| Given instruction A |
From the listing below, pull out every line that contains the string "shrub".

| Excerpt to read |

Skip to content

Instantly share code, notes, and snippets.

@cbourke
Created October 18, 2018 17:17
Show Gist options
  • Select an option

  • Save cbourke/a2eda7ca8f6decd5512c898da18cb8cd to your computer and use it in GitHub Desktop.

Select an option

Save cbourke/a2eda7ca8f6decd5512c898da18cb8cd to your computer and use it in GitHub Desktop.
auto-posted gist

String Processing

  • Strings represent data that may need to be processed
  • Common to deal with CSV (Comma separated value) or similar formatted data
  • Standard library functions can help, but processing involves designing algorithms

More Convenience functions in C

  • There is a ctype.h library that provides several "check" functions for single characters: isalpha(c), isdigit(c), islower(c), isupper(c), isspace(c), conversion: toupper(c), tolower(c), etc.

| Given instruction B |
Answer these from the string processing notes above:
(i) What does CSV stand for?
(ii) Which library provides "check" functions for single characters?
(iii) On what date was the gist created?

| Supplied records |
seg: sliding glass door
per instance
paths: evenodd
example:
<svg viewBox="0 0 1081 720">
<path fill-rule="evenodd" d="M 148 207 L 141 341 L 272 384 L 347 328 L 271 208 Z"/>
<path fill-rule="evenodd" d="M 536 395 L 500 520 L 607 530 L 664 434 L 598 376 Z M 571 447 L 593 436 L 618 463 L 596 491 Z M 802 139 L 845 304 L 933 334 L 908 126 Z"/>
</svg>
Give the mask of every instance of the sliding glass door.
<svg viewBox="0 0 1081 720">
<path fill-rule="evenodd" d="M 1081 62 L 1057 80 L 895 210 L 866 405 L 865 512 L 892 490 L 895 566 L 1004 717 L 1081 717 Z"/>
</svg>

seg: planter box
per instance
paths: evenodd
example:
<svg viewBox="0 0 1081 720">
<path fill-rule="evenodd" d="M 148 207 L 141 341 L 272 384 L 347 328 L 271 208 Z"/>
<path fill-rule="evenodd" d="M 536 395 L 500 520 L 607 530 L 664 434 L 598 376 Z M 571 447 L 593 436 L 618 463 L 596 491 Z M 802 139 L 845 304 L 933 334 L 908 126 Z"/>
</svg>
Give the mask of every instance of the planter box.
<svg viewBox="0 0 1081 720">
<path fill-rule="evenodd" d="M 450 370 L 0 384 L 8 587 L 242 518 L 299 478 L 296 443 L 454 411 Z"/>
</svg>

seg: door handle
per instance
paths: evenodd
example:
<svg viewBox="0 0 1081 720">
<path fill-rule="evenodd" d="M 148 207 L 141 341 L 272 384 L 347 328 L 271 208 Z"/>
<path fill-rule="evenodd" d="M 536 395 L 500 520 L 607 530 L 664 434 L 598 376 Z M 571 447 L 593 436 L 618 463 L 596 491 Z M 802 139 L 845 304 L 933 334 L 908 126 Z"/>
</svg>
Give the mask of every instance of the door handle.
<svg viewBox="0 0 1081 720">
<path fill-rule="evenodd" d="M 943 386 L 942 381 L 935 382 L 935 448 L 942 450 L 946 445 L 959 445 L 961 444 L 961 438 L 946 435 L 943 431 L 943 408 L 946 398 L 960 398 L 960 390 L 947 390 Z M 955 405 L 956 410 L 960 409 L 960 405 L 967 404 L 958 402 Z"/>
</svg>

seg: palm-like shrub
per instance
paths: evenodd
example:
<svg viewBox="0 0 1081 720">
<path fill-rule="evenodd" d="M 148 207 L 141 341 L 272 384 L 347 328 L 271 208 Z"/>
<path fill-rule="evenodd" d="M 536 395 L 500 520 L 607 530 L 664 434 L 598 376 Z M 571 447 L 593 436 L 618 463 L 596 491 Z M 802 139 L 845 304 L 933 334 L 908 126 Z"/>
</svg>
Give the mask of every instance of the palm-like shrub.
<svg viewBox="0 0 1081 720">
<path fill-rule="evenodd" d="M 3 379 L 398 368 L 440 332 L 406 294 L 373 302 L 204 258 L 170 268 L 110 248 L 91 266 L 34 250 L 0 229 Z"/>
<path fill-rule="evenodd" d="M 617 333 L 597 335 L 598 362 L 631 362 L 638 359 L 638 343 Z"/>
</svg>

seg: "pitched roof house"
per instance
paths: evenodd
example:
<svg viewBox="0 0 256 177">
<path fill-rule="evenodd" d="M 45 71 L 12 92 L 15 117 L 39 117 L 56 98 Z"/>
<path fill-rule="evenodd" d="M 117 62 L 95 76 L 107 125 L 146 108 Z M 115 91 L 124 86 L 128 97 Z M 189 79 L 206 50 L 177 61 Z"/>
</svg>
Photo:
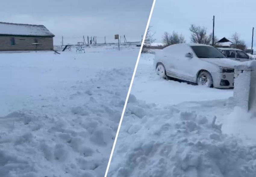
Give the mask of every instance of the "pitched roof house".
<svg viewBox="0 0 256 177">
<path fill-rule="evenodd" d="M 233 42 L 232 41 L 224 37 L 217 42 L 215 45 L 217 47 L 229 48 L 232 44 L 233 44 Z"/>
<path fill-rule="evenodd" d="M 0 22 L 0 51 L 35 50 L 35 44 L 37 50 L 50 50 L 55 36 L 43 25 Z"/>
</svg>

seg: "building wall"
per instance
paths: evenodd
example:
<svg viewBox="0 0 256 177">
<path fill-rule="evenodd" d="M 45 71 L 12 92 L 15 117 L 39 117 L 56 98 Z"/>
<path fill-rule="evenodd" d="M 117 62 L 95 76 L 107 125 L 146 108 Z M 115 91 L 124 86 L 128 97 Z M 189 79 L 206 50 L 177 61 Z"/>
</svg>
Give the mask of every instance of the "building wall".
<svg viewBox="0 0 256 177">
<path fill-rule="evenodd" d="M 14 37 L 15 45 L 11 45 L 11 39 Z M 0 51 L 35 50 L 36 46 L 31 45 L 35 39 L 40 44 L 38 50 L 50 50 L 53 49 L 52 37 L 0 36 Z"/>
</svg>

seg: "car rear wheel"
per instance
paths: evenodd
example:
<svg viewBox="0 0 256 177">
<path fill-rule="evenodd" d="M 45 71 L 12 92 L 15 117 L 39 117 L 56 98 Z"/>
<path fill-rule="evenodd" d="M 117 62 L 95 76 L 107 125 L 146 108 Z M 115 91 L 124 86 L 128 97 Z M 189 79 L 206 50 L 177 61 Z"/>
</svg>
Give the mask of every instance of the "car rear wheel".
<svg viewBox="0 0 256 177">
<path fill-rule="evenodd" d="M 205 71 L 201 72 L 197 77 L 197 85 L 208 87 L 213 87 L 213 80 L 211 74 Z"/>
<path fill-rule="evenodd" d="M 166 78 L 166 73 L 165 72 L 165 68 L 162 64 L 159 64 L 157 65 L 156 70 L 157 74 L 160 76 L 161 78 Z"/>
</svg>

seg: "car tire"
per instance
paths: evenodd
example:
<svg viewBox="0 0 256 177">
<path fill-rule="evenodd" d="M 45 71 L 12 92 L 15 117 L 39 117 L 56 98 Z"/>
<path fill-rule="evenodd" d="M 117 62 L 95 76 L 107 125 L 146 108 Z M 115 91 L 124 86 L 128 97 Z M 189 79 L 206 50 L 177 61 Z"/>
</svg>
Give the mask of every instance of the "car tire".
<svg viewBox="0 0 256 177">
<path fill-rule="evenodd" d="M 210 73 L 206 71 L 200 72 L 197 76 L 197 85 L 213 87 L 213 80 Z"/>
<path fill-rule="evenodd" d="M 162 64 L 160 63 L 157 65 L 156 69 L 156 72 L 157 74 L 161 78 L 164 79 L 167 78 L 165 68 Z"/>
</svg>

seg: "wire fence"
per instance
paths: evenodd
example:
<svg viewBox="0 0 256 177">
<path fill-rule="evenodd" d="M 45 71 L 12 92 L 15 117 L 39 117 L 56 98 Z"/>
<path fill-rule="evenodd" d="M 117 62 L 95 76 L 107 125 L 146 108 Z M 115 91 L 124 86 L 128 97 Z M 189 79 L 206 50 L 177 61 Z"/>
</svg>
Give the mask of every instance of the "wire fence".
<svg viewBox="0 0 256 177">
<path fill-rule="evenodd" d="M 133 36 L 125 35 L 119 35 L 120 43 L 126 42 L 141 42 L 143 36 Z M 77 44 L 78 42 L 84 42 L 86 44 L 118 43 L 118 39 L 115 39 L 114 35 L 106 36 L 56 36 L 54 38 L 55 45 Z"/>
</svg>

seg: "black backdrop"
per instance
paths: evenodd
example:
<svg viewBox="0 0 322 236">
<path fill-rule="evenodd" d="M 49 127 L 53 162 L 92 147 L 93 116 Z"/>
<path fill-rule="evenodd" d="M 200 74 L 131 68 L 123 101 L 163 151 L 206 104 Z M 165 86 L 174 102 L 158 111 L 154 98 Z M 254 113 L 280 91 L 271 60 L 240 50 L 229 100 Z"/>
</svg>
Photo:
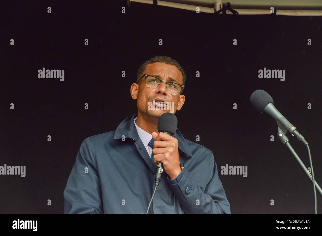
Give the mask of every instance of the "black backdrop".
<svg viewBox="0 0 322 236">
<path fill-rule="evenodd" d="M 126 1 L 10 4 L 1 10 L 0 165 L 25 165 L 26 173 L 0 176 L 0 213 L 63 212 L 82 142 L 136 112 L 130 87 L 140 64 L 157 55 L 185 70 L 178 128 L 213 153 L 232 213 L 314 213 L 312 184 L 279 142 L 276 122 L 249 99 L 258 89 L 271 95 L 308 142 L 322 184 L 321 17 L 214 15 Z M 64 81 L 38 78 L 44 67 L 64 69 Z M 259 79 L 264 67 L 285 69 L 285 81 Z M 306 148 L 289 137 L 308 167 Z M 248 176 L 220 174 L 227 163 L 247 166 Z"/>
</svg>

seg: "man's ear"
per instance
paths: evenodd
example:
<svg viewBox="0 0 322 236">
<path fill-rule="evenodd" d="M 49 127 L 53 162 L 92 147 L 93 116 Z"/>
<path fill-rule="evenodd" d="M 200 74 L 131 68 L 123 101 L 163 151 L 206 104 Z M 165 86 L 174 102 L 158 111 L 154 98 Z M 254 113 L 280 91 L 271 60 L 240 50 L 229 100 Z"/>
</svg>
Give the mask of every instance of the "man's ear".
<svg viewBox="0 0 322 236">
<path fill-rule="evenodd" d="M 181 109 L 181 108 L 183 106 L 183 104 L 185 103 L 185 96 L 184 95 L 180 95 L 180 98 L 179 98 L 179 101 L 178 102 L 178 107 L 177 108 L 177 110 L 179 111 Z"/>
<path fill-rule="evenodd" d="M 133 83 L 131 85 L 131 89 L 130 90 L 131 92 L 131 96 L 134 100 L 137 98 L 137 93 L 139 92 L 139 85 L 136 83 Z"/>
</svg>

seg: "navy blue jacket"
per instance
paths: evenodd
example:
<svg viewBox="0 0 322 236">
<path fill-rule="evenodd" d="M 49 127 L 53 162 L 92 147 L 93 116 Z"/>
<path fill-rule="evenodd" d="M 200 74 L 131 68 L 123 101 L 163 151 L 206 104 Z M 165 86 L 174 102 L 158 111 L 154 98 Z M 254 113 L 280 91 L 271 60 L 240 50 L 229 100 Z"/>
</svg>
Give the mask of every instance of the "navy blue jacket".
<svg viewBox="0 0 322 236">
<path fill-rule="evenodd" d="M 65 214 L 146 213 L 155 169 L 137 131 L 137 116 L 83 141 L 64 191 Z M 230 214 L 213 153 L 177 129 L 173 136 L 184 168 L 175 184 L 164 171 L 148 213 Z"/>
</svg>

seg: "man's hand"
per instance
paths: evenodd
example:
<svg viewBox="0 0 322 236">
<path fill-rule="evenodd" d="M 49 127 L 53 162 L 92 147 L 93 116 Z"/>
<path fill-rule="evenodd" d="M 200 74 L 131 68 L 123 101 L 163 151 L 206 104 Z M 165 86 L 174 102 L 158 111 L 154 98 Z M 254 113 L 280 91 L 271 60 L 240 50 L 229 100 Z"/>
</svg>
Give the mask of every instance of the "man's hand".
<svg viewBox="0 0 322 236">
<path fill-rule="evenodd" d="M 182 169 L 180 166 L 178 140 L 164 133 L 152 133 L 154 139 L 153 144 L 153 159 L 154 162 L 161 162 L 165 171 L 171 180 L 179 175 Z"/>
</svg>

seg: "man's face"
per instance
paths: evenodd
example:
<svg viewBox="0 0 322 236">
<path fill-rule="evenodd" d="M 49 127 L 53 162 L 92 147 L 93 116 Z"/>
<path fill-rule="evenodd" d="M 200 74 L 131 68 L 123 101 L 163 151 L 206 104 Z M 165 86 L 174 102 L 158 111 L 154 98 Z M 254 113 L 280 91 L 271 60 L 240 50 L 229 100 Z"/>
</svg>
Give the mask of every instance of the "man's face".
<svg viewBox="0 0 322 236">
<path fill-rule="evenodd" d="M 183 83 L 181 73 L 176 66 L 162 62 L 148 64 L 143 74 L 155 75 L 166 81 L 171 81 L 169 78 L 171 77 L 175 80 L 173 82 L 180 84 Z M 137 100 L 138 112 L 151 117 L 158 118 L 166 112 L 171 112 L 175 114 L 177 110 L 181 109 L 185 102 L 184 95 L 180 95 L 180 92 L 176 95 L 170 94 L 166 91 L 166 83 L 164 82 L 161 83 L 157 88 L 149 87 L 146 84 L 144 77 L 139 81 L 138 85 L 135 83 L 132 84 L 131 92 L 132 98 Z M 166 103 L 169 105 L 164 104 L 162 108 L 161 104 L 157 103 L 155 104 L 157 109 L 151 109 L 151 105 L 153 105 L 153 100 L 157 99 L 169 102 Z"/>
</svg>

| Expected answer A |
seg: palm-like shrub
Give the mask of every instance of the palm-like shrub.

| Expected answer B |
(i) Comma separated value
(ii) ctype.h
(iii) October 18, 2018